## What to produce
Each entry should be transcribed exactly as written, and any picture left out.

## Data section
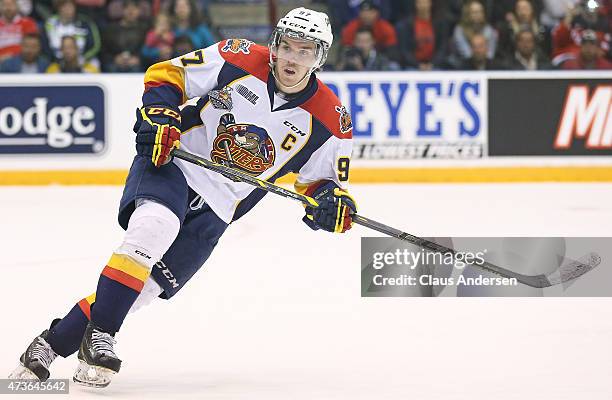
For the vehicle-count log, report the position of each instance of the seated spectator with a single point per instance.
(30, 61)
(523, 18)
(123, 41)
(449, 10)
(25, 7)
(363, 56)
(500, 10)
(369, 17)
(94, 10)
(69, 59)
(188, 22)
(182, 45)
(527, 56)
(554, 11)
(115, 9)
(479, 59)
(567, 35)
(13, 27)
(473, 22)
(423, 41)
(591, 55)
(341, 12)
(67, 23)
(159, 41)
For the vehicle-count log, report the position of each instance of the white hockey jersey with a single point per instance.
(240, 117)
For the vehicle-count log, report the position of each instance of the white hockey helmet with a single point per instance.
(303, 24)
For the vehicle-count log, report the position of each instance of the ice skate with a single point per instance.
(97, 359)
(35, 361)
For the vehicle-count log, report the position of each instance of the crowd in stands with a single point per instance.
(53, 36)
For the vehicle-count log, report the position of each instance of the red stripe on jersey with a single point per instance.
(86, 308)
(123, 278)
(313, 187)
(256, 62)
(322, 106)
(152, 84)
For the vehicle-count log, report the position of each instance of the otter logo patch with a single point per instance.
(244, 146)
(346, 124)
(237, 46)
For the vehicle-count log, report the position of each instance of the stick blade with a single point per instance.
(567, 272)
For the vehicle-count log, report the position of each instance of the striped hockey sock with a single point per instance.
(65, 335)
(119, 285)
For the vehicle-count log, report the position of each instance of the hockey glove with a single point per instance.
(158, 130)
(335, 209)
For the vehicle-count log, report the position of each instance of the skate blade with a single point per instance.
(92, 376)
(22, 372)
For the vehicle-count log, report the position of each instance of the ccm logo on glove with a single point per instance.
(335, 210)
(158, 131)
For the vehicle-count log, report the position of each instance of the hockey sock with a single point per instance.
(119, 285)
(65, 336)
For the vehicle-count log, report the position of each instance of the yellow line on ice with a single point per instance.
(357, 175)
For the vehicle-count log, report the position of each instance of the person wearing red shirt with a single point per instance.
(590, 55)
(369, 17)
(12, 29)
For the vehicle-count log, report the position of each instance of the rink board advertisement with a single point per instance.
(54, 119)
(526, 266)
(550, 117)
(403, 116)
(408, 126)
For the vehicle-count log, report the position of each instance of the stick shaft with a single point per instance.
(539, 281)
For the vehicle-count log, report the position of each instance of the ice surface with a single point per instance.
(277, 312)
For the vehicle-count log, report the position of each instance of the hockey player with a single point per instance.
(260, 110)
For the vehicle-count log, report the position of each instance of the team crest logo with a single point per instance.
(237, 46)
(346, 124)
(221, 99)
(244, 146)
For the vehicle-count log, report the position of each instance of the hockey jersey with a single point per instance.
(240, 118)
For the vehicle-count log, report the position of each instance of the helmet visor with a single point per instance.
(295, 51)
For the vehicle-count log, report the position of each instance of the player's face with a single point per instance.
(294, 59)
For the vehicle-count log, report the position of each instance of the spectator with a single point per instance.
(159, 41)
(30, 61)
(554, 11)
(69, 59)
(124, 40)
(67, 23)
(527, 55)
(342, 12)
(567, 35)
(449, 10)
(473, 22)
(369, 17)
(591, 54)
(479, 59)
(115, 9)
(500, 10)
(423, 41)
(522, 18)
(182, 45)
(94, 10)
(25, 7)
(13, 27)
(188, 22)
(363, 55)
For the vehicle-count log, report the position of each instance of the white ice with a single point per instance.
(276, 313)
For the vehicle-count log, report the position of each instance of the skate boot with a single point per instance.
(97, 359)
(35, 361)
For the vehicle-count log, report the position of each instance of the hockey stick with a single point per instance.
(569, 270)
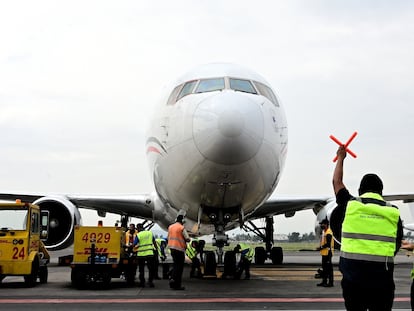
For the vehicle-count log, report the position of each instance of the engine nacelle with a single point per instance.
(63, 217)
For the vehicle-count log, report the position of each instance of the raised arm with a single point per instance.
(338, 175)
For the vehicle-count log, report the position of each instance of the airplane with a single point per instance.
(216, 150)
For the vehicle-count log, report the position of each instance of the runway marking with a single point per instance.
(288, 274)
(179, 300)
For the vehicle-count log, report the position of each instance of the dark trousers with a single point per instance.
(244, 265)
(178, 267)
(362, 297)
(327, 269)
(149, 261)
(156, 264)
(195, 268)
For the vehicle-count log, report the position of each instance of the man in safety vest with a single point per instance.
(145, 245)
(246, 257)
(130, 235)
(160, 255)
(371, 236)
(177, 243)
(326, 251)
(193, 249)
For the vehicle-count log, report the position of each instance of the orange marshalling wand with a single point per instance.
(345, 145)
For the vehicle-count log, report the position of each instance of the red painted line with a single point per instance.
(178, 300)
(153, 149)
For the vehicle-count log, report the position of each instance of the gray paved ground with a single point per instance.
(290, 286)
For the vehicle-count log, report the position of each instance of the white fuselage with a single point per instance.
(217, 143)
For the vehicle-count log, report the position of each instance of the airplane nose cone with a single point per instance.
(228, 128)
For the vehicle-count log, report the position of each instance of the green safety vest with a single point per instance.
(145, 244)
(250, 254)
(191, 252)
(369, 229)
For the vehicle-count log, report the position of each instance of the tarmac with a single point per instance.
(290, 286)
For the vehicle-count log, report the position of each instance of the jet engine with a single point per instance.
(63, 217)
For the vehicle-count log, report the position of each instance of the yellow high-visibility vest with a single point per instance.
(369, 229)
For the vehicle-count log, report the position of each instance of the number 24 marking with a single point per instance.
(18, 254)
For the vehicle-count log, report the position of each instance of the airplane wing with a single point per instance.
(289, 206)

## Output of the task
For the vehicle-count log, report the position of each instance of the seated spectator with a single point per instance.
(30, 61)
(523, 18)
(123, 41)
(449, 10)
(25, 7)
(363, 56)
(500, 10)
(369, 17)
(94, 10)
(69, 59)
(188, 22)
(182, 45)
(527, 56)
(554, 11)
(115, 9)
(479, 59)
(567, 35)
(13, 27)
(473, 22)
(423, 41)
(591, 55)
(341, 12)
(67, 23)
(159, 41)
For the vehicle-count log, report the position of each instance of the white hockey jersey with a single point per instance.
(240, 117)
For the vehicle-count log, report the position of each instance of the white hockey helmet with a single point per instance.
(303, 24)
For the vehicle-count log, report the position of each instance of the ice skate with a single point per instance.
(97, 359)
(35, 361)
For the vehicle-count log, report the position of each instance of the crowd in stands with a single point per instance.
(53, 36)
For the vehicle-count log, report the position of each instance of the red stripe on jersey with a single point per instance.
(86, 308)
(123, 278)
(313, 187)
(256, 62)
(322, 106)
(152, 84)
For the vehicle-count log, report the position of each instance of the otter logo patch with a single point per instance.
(244, 146)
(346, 124)
(237, 46)
For the vehicle-count log, report the position of each instance of the stick blade with a single point per instance.
(567, 272)
For the vehicle-count log, report the position of each instance of the striped hockey sock with a single point per instance.
(65, 335)
(119, 285)
For the vehicle-count log, report the position of each instance of the hockey glove with a single point per instance.
(158, 130)
(335, 209)
For the vehicle-count log, report the position of each instance of the skate blade with a single point per instance.
(92, 376)
(22, 372)
For the vehicle-count log, report the position of each instance of the ccm logo on glove with a single point per instance.
(335, 210)
(158, 131)
For the vehicle-count log, report the position of each instance of the hockey sock with a single point per instance.
(119, 285)
(65, 336)
For the vehicle-count log, report the position of each instance of the yellow line on ice with a single point per instance.
(357, 175)
For the vehicle-count log, report the position of each instance of the person wearing red shirt with a single point per instance.
(590, 55)
(369, 17)
(12, 29)
For the vehicle-count log, report the position of each instance of the rink board advertisement with a single point per instance.
(54, 119)
(526, 266)
(550, 117)
(403, 116)
(408, 126)
For the vehicle-count log, report the position of each instance of the stick shaft with a single point per instance.
(539, 281)
For the vehicle-count log, report the position of each instance of the ice surface with a single point per instance.
(277, 312)
For the vehicle-count log, report the position of each instance of the hockey player with a single point per instance.
(260, 110)
For the vehicle-count log, report the position of each instance of the team crest logo with a single point per instance.
(237, 46)
(346, 124)
(221, 99)
(244, 146)
For the vehicle-count log, report the position of each instance of the hockey jersey with a single point per instance.
(240, 118)
For the vehicle-count log, report the position of each instance of the helmet visor with a single point per instance.
(295, 51)
For the vehicle-count log, report the position of each instance of the player's face with a single point per instance.
(294, 59)
For the vehicle-count log, report the position of each instance of the spectator with a single point per instance.
(159, 41)
(30, 61)
(554, 11)
(69, 59)
(124, 40)
(67, 23)
(527, 55)
(342, 12)
(567, 35)
(449, 10)
(473, 22)
(369, 17)
(591, 54)
(479, 59)
(115, 9)
(500, 10)
(423, 41)
(522, 18)
(182, 45)
(94, 10)
(25, 7)
(13, 27)
(188, 22)
(363, 55)
For the vehicle-count log, report the position of each instance of the white ice with a single point per instance.
(276, 313)
For the vehicle-count log, report the position of each instance of the skate boot with a single point per instance.
(97, 359)
(35, 361)
For the vehicle-count log, report the position of each instance of the hockey stick with a single point per instance.
(569, 270)
For the vehicle-count log, report the position of each instance of the engine nacelle with a single point per instance.
(63, 217)
For the vehicle-count log, report the position of each instance of the raised arm with a single point per instance.
(338, 175)
For the vehicle-count log, report the position of each instance of the airplane with a single point per instance.
(216, 150)
For the vehicle-count log, report the position of each instance of the runway marking with a single point per instance.
(288, 274)
(179, 300)
For the vehicle-count log, report the position of each instance of the dark trousers with a single point per instance.
(244, 265)
(178, 267)
(362, 297)
(327, 269)
(149, 261)
(156, 264)
(195, 268)
For the vehicle-count log, report the position of each instance of the man in safety vest with a single point per instance.
(145, 245)
(246, 257)
(130, 235)
(160, 255)
(371, 236)
(177, 243)
(326, 251)
(193, 249)
For the vehicle-count log, report the position of each instance of the orange marshalling wand with a single point per instance.
(345, 145)
For the vehicle-count log, report the position of each instance of the red painted line with a single point per instance.
(178, 300)
(153, 149)
For the vehicle-count log, report the position of each instance of the gray paved ground with a single point per instance.
(290, 286)
For the vehicle-count log, report the position of each instance of the white fuselage with a single point per instance.
(217, 143)
For the vehicle-count log, report the position of each instance of the airplane nose cone with a single point per instance.
(228, 128)
For the vehicle-count log, report the position of each instance of the green safety vest with a single point per instance.
(145, 244)
(250, 254)
(191, 252)
(369, 229)
For the vehicle-count log, report the position of each instance of the tarmac with a single point per instance.
(290, 286)
For the vehicle-count log, report the position of each instance of the jet engine with a single point per instance.
(63, 217)
For the vehicle-count log, report the position of each instance of the yellow high-visibility vest with a single point per instance.
(369, 229)
For the vehicle-count log, report the position of each instance of the number 24 marking with a single point per instance.
(18, 254)
For the vehicle-count log, report the position of each instance of the airplane wing with a single point per instance.
(289, 206)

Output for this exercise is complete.